* [Présentation de l'exercice]
Recopiez mot pour mot le passage du texte sur le documentaire « Nul homme n’est une île » qui commence à « Sur le mur de » et se termine à « de son film. ».
-------- Texte de référence
Nul homme n’est une île

Dans le cadre du Festival International du Film de Bordeaux, FIBIB, a été diffusé le film documentaire « nul homme n’est une île » réalisé par Dominique Marchais en 2017.

Le film emmène le spectateur en Sicile, en Autriche et en Suisse à la rencontre de pionniers qui expérimentent de nouvelles manières de vivre en société, en harmonie avec la nature.

La première scène de « Nul homme n’est une île » a pour cadre la Salle des Neuf à Sienne. La caméra explore la fresque « Allégorie des effets du bon et du mauvais gouvernement », peinte par Ambrogio Lorenzetti en 1338 et 1339.  Au milieu de la pièce, une fresque représente une ville heureuse, laborieuse, harmonieusement intégrée dans la campagne environnante.

Sur le mur de gauche, sont représentées des scènes de désolation : armes, guerre, massacres, inévitables lorsque les gouvernants sont des tyrans assoiffés de richesses et de pouvoir. À droite figure une allégorie du bon gouvernement, choisi par des citoyens égaux, au service du bien commun. C’est la recherche de communautés humaines qui se sont dotées d’un « bon gouvernement » que propose Dominique Marchais au spectateur de son film.
----------------
-------- Contenu des données
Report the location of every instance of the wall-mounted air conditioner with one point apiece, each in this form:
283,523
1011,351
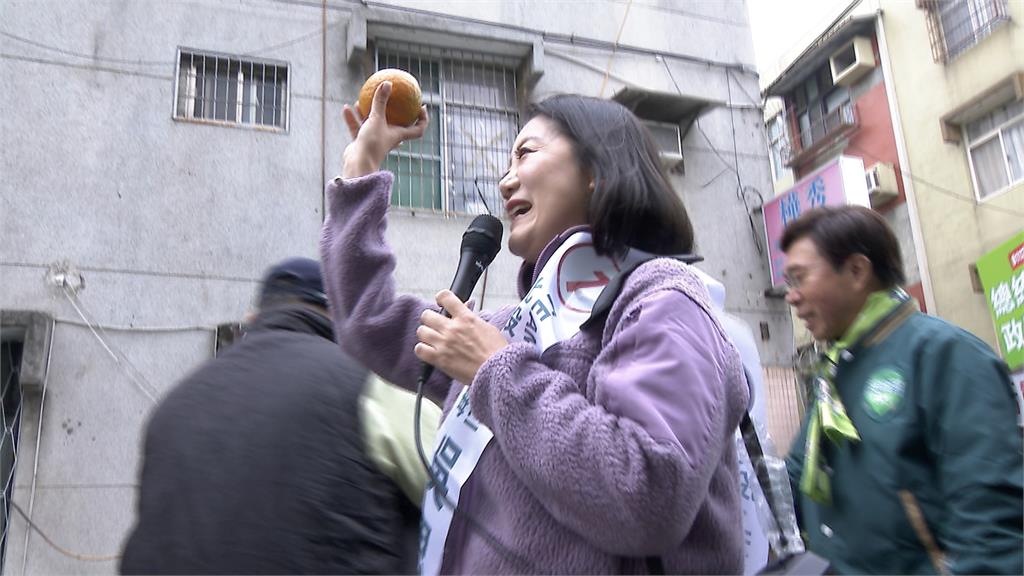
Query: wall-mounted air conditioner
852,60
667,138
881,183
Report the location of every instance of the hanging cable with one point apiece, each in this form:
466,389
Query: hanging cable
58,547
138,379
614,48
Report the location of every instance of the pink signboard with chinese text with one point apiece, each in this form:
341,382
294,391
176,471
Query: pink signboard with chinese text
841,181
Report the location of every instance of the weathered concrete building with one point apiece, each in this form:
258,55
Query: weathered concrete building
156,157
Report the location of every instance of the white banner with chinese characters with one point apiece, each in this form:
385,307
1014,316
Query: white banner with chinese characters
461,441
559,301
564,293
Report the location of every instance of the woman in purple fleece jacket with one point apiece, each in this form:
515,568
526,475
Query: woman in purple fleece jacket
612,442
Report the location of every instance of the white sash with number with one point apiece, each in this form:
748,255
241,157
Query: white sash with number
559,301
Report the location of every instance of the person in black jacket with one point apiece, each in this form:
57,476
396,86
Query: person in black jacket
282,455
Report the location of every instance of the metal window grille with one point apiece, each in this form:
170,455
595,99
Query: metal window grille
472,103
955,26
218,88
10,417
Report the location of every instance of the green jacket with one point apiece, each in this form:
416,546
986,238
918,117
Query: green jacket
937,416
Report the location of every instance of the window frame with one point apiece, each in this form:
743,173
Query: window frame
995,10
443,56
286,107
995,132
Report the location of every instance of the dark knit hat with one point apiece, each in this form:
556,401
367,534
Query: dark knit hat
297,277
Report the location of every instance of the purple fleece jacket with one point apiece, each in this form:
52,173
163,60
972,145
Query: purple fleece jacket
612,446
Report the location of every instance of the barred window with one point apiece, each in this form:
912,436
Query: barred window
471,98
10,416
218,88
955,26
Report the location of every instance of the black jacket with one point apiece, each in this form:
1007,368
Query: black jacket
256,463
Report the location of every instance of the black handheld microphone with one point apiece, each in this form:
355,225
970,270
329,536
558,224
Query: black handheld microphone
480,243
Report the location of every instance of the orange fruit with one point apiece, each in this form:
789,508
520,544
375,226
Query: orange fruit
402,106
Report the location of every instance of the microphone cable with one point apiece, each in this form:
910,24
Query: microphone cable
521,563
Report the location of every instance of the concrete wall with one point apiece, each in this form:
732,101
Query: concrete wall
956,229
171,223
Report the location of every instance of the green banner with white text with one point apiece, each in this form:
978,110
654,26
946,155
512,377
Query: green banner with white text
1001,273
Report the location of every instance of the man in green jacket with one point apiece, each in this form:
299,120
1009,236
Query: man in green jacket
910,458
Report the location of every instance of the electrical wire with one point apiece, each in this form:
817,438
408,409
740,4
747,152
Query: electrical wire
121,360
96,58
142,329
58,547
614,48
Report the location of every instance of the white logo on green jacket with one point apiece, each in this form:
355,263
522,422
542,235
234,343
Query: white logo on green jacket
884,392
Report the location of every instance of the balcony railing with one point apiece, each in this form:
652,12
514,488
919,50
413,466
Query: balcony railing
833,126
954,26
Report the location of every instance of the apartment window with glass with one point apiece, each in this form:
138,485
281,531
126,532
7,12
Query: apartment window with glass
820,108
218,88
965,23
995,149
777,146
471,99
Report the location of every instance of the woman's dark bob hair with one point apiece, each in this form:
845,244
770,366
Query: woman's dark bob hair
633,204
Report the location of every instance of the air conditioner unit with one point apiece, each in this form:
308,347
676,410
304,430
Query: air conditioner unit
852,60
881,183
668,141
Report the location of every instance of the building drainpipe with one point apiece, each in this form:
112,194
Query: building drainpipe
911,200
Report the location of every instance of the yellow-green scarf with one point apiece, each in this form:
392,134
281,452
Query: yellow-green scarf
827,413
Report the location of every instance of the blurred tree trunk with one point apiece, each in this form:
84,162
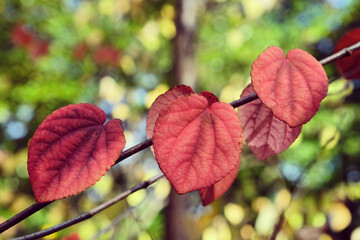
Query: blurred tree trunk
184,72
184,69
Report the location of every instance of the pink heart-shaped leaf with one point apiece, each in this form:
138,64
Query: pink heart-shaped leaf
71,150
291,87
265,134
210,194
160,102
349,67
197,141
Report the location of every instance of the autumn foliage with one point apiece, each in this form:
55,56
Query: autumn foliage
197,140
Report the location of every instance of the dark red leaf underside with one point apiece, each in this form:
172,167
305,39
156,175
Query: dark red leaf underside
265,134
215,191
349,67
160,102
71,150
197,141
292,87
----------------
-------- Contenu des données
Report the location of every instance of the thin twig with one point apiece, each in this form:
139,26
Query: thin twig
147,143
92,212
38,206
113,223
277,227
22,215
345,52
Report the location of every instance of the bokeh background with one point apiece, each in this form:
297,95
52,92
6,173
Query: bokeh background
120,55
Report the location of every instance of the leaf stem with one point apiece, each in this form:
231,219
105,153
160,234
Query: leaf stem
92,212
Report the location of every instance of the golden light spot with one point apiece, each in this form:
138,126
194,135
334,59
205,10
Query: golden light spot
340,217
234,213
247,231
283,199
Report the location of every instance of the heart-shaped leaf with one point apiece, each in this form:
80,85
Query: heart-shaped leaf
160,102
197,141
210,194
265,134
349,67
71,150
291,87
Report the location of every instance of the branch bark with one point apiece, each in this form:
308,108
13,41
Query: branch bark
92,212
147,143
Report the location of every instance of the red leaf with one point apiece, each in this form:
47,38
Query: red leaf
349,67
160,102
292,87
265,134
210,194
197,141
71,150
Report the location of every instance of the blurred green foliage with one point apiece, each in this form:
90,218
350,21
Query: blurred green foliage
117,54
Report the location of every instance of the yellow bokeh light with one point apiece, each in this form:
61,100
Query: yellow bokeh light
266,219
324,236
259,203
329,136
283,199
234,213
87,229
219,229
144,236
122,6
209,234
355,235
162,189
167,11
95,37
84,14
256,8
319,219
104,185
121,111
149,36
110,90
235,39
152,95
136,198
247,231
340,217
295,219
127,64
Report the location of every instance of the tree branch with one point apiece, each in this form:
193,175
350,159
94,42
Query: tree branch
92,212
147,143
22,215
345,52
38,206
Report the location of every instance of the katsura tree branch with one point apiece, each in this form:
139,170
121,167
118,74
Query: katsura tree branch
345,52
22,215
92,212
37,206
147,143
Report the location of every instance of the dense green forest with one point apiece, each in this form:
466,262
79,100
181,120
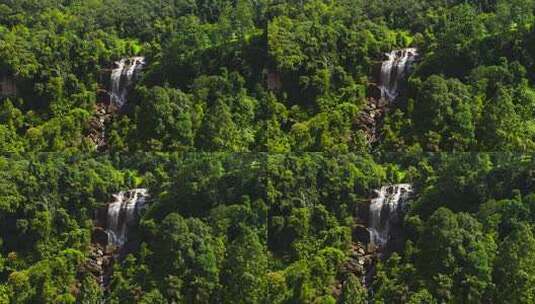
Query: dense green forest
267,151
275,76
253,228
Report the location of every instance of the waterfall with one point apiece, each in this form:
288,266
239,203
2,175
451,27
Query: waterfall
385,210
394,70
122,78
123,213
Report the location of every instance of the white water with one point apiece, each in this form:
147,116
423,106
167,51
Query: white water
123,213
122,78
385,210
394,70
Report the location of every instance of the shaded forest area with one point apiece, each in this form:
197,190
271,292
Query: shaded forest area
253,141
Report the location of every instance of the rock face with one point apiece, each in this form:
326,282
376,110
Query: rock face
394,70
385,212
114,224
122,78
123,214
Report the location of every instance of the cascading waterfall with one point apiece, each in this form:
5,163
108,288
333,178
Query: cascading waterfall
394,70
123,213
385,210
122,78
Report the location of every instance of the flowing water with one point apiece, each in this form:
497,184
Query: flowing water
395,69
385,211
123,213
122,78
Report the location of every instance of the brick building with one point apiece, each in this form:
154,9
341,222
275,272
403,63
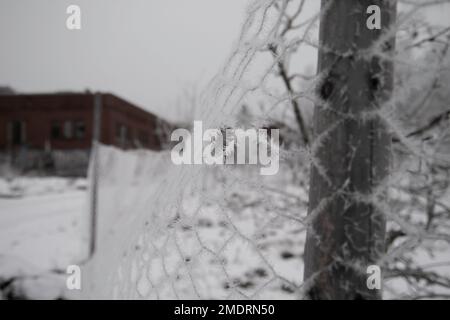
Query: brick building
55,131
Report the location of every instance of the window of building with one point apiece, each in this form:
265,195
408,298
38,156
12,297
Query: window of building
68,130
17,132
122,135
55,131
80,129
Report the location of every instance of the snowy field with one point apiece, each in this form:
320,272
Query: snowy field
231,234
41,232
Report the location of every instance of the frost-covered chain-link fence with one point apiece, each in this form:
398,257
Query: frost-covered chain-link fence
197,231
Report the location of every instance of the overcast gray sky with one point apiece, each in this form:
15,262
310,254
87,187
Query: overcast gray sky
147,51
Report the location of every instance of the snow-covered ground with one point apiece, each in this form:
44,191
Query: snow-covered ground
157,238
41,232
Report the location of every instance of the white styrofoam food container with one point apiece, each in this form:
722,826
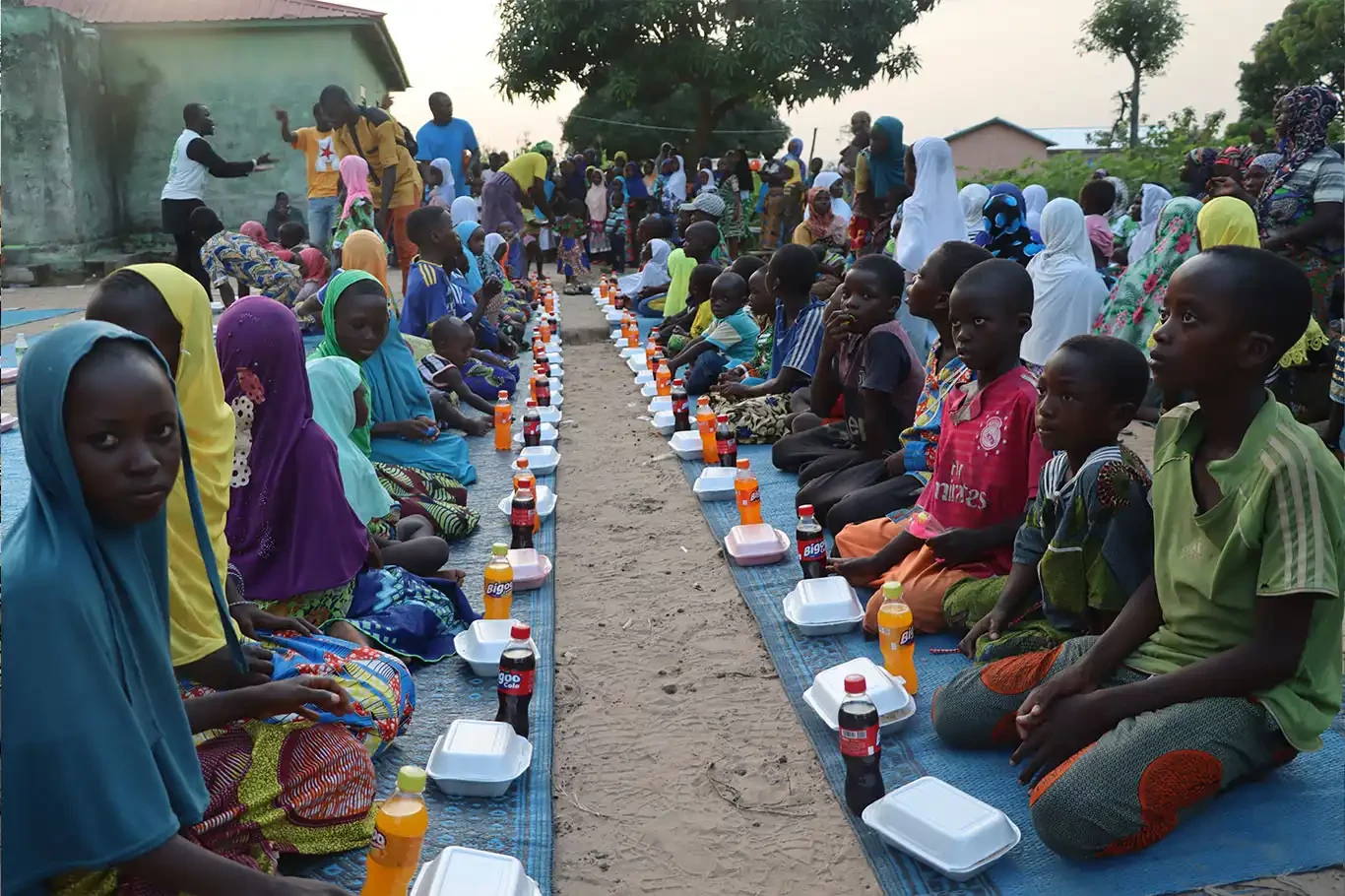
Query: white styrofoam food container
----------------
* [Corrigé]
Sur le mur de gauche, sont représentées des scènes de désolation : armes, guerre, massacres, inévitables lorsque les gouvernants sont des tyrans assoiffés de richesses et de pouvoir. À droite figure une allégorie du bon gouvernement, choisi par des citoyens égaux, au service du bien commun. C’est la recherche de communautés humaines qui se sont dotées d’un « bon gouvernement » que propose Dominique Marchais au spectateur de son film.